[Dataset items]
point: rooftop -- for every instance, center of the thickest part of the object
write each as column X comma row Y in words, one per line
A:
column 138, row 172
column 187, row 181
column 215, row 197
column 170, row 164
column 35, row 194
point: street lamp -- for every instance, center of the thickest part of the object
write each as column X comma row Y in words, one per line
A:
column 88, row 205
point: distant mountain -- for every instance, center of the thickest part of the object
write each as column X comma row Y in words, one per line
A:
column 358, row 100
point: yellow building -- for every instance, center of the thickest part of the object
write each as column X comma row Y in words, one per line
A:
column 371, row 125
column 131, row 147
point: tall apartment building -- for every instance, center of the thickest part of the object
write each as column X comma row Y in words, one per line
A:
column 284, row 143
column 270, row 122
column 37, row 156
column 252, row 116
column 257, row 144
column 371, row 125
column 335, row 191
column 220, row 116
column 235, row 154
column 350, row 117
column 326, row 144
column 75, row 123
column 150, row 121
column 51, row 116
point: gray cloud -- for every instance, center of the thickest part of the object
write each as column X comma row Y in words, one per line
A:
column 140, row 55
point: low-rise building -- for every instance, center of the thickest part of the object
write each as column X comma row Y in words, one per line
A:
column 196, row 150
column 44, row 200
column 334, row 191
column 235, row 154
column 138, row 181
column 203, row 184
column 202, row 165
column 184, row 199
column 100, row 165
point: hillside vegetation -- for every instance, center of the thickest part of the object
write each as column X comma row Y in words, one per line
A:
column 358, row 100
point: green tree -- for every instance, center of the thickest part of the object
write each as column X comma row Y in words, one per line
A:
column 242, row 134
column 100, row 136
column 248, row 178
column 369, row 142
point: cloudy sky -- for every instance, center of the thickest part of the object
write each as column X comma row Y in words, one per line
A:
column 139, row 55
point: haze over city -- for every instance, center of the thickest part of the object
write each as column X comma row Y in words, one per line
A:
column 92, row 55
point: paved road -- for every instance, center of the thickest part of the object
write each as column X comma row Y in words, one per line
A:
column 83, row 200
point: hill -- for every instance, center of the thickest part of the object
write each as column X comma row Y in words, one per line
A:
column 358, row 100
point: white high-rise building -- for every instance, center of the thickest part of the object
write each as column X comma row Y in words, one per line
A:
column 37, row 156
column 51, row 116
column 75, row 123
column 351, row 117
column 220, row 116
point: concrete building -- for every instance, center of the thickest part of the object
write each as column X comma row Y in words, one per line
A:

### [WHAT YOU NEED TO DO]
Word for word, restate all of the data shown above.

### [ANSWER SPACE]
point: rooftop -- for every instance, center of the thickest part of the object
write each as column X comma row Y in words, one per line
A:
column 138, row 172
column 187, row 181
column 215, row 197
column 170, row 164
column 35, row 194
point: street lamp -- for every instance, center of the thickest part of the object
write each as column X comma row Y in words, one per line
A:
column 88, row 205
point: distant mountain -- for every instance, center of the thickest part of the object
write each as column X comma row Y in words, one per line
A:
column 358, row 100
point: yellow building -- for every instance, center of the thickest part of the object
write each as column X comma row Y in words, one per line
A:
column 371, row 125
column 131, row 147
point: tall apartment building -- for every instance, center of the thickest part of the object
write each as column X comma row Y in words, one per line
A:
column 284, row 143
column 270, row 122
column 37, row 156
column 252, row 116
column 257, row 144
column 371, row 125
column 335, row 191
column 220, row 116
column 235, row 154
column 350, row 117
column 326, row 144
column 75, row 123
column 150, row 121
column 51, row 116
point: gray cloud -- for every instance, center of the thickest part of the object
write each as column X comma row Y in words, one per line
A:
column 140, row 55
point: low-rise building -- for every instance, center of the thickest part of the object
write each as column X comma row Y in words, one per line
A:
column 196, row 150
column 44, row 200
column 334, row 191
column 235, row 154
column 138, row 181
column 203, row 184
column 202, row 165
column 184, row 199
column 100, row 165
point: hillside vegetation -- for every instance, center of the thickest part of the object
write each as column X comma row Y in words, one per line
A:
column 358, row 100
point: green tree -- for every instance, center of the thickest part of the object
write each as column X comma row Y in words, one per line
A:
column 242, row 134
column 100, row 136
column 248, row 178
column 369, row 142
point: cloudy sky -- for every instance, center of the thickest part of the object
write each as column X comma row Y in words, one per line
A:
column 139, row 55
point: haze over city -- for every instance, center of the thickest part of the object
write each as column X comma row Y in words, one per line
A:
column 92, row 55
point: paved road -- for every instance, center of the thickest part of the object
write each as column X comma row Y in words, one per line
A:
column 83, row 200
point: hill -- for every instance, center of the thickest part of the object
write each as column X comma row Y in words, one per line
A:
column 358, row 100
point: white high-rise building -- for every instance, center of the thickest part of the object
write each as column X comma row Y in words, one per line
A:
column 37, row 156
column 51, row 116
column 75, row 123
column 351, row 117
column 220, row 116
point: concrete building -- for every instance, center of the thickest part of the object
write each as column X comma row Y in words, one per line
A:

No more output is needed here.